[EXTRACTED INFORMATION Boundary: Start]

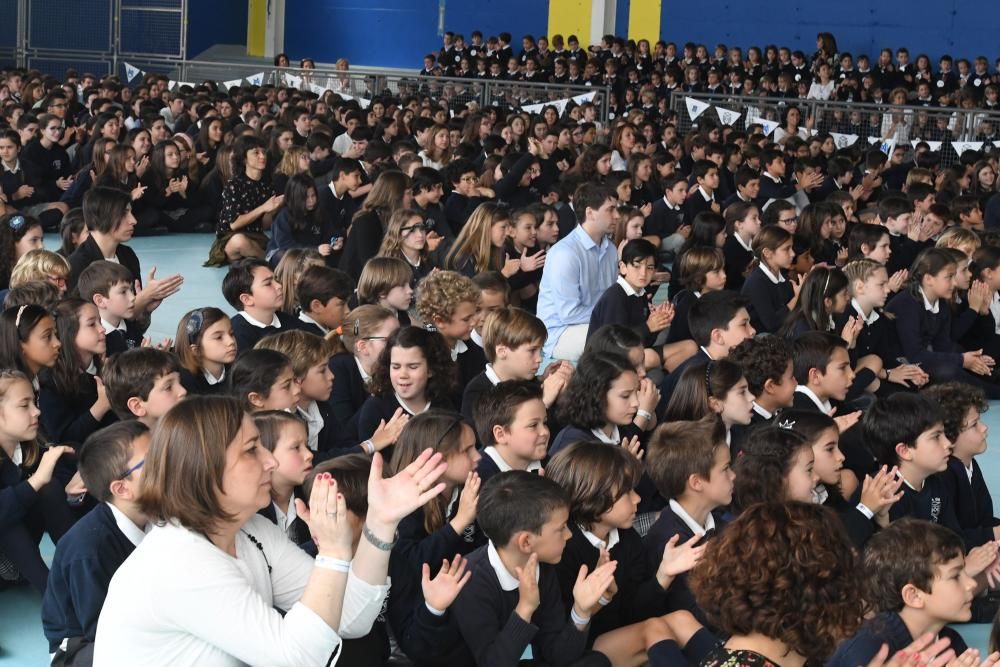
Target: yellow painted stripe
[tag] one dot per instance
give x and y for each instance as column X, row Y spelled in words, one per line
column 256, row 27
column 570, row 17
column 644, row 20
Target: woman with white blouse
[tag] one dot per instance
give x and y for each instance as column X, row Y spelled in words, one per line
column 203, row 587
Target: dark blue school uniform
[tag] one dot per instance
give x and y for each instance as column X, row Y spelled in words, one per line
column 87, row 556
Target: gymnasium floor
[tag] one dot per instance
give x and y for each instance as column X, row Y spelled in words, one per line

[EXTRACTED INFORMATION Boundary: End]

## BRIEF
Give back all of the entries above exactly, with the pictures excluded.

## ANSWER BELOW
Target: yellow painted stripe
[tag] one dot per instance
give x and y for each instance as column X, row Y spelled in words, one per line
column 256, row 27
column 570, row 17
column 644, row 20
Target: woman with white blouse
[tag] one dot per instance
give x and y for each instance as column X, row Y spelled in words, one per line
column 203, row 587
Target: dark blue school uniform
[tag] one dot per instance
give x and y for each instance as column X, row Y spelled in words, one per line
column 87, row 556
Target: gymnasium floor
[tag] one dot per instance
give x and y for each instance as column X, row Y spelled in words, one per line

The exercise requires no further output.